■ DIRECTIONS FOR THIS TASK:
Swap "marker" for "pin" in everything from the line containing "the distant mountain" down to the end of the material, and write those lines out again with nothing else altered.

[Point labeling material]
>>>
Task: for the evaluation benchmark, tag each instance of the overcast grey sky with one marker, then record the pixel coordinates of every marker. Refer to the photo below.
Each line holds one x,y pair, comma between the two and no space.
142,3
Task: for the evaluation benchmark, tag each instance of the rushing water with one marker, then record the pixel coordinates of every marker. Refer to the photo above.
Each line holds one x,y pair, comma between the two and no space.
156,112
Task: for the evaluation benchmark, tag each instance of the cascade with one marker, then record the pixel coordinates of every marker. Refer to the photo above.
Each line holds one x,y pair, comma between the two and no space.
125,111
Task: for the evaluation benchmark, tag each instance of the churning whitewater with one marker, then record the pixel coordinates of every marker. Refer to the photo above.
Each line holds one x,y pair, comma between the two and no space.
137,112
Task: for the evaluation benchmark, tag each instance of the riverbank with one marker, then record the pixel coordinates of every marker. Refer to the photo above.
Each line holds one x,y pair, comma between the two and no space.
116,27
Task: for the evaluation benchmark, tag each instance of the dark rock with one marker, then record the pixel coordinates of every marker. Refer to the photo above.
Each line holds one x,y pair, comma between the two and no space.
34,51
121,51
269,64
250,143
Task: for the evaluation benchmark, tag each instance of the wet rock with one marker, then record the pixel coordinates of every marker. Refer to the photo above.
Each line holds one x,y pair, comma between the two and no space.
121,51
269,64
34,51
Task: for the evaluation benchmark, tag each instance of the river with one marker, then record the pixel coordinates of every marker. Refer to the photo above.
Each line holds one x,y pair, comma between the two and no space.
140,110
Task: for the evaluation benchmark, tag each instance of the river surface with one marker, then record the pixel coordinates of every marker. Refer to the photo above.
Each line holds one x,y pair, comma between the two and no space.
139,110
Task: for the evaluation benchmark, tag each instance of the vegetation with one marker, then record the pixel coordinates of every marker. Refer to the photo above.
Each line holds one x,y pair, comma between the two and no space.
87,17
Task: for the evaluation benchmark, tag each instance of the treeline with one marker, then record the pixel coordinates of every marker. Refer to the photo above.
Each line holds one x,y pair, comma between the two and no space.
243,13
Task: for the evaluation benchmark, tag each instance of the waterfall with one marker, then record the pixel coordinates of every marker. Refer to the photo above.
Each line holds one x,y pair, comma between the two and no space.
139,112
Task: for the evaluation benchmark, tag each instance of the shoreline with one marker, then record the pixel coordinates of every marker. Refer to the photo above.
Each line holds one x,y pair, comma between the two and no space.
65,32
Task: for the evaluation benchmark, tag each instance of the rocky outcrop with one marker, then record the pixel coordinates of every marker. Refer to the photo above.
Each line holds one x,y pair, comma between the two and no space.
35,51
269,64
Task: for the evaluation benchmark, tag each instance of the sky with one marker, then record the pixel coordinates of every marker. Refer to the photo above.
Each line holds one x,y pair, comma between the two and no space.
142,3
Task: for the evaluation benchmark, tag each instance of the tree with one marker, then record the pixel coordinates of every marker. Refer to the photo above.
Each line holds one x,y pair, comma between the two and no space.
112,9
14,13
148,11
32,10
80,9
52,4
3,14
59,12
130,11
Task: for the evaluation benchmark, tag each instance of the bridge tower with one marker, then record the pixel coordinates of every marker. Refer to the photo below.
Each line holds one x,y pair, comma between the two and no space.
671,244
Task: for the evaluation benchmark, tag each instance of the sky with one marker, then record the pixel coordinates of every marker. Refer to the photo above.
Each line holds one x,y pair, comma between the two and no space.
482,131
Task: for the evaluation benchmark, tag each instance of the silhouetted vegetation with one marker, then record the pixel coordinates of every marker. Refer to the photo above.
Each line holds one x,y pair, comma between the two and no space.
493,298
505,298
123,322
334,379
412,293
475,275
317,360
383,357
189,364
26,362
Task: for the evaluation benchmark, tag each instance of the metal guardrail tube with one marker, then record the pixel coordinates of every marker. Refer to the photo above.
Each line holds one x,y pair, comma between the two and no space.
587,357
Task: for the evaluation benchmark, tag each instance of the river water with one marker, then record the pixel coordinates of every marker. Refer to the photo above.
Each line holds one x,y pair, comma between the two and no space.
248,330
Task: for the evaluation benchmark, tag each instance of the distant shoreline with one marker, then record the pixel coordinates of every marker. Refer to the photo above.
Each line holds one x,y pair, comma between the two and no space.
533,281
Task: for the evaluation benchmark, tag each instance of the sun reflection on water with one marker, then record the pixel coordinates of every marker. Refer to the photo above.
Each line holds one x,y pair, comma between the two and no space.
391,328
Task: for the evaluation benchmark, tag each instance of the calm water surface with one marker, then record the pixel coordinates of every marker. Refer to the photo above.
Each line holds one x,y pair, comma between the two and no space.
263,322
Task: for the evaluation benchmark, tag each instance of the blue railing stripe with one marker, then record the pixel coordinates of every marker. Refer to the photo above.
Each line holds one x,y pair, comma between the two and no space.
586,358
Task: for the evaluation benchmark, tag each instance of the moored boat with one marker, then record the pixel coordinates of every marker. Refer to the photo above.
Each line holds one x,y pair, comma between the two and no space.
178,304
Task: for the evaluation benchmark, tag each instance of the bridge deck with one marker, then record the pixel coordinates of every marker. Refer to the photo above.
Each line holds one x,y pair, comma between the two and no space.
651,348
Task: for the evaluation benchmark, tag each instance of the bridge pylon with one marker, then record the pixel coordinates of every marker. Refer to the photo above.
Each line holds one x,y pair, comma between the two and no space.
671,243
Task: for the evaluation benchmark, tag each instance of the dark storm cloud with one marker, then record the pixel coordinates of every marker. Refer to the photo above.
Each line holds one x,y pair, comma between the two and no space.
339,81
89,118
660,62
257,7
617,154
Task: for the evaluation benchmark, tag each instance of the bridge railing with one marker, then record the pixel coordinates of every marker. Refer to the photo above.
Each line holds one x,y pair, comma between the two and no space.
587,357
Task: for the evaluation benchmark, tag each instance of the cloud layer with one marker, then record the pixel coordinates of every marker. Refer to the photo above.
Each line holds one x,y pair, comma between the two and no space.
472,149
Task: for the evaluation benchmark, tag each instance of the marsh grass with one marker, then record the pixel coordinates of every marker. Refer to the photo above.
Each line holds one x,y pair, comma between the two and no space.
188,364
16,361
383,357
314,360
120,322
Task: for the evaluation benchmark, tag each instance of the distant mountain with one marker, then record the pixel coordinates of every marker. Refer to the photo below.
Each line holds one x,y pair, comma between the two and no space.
<<<
■ TASK RESPONSE:
Task: for the evaluation benchmark, tag each instance of the distant mountain with one pin, then record the pixel coordinates of every pin. Refer to the photo below.
Each line holds one x,y pair, comma between the two and no space.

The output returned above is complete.